*WHAT NEEDS TO BE DONE:* Gather each line of the listing below that contains the string "outline", copying every such line in full.

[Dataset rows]
* Start *

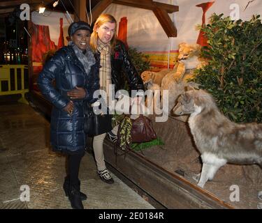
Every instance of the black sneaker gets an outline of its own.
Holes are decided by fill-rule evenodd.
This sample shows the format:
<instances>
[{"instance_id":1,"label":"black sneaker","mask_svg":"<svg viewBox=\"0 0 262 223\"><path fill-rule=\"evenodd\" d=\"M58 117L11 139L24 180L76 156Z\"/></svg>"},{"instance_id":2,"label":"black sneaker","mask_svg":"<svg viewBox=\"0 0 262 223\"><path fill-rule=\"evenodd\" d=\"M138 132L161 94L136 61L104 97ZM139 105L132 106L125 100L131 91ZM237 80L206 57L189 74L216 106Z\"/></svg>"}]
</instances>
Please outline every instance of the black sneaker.
<instances>
[{"instance_id":1,"label":"black sneaker","mask_svg":"<svg viewBox=\"0 0 262 223\"><path fill-rule=\"evenodd\" d=\"M110 176L110 174L106 169L105 169L104 170L98 171L97 174L99 175L99 177L102 181L109 184L112 184L114 183L114 180L112 179L112 176Z\"/></svg>"},{"instance_id":2,"label":"black sneaker","mask_svg":"<svg viewBox=\"0 0 262 223\"><path fill-rule=\"evenodd\" d=\"M108 132L108 134L106 134L106 136L112 143L117 142L117 136L116 134L115 134L114 133L112 133L112 131Z\"/></svg>"}]
</instances>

* End *

*THE SOLUTION:*
Every instance of the black sneaker gets an outline of its own.
Please outline every instance of the black sneaker.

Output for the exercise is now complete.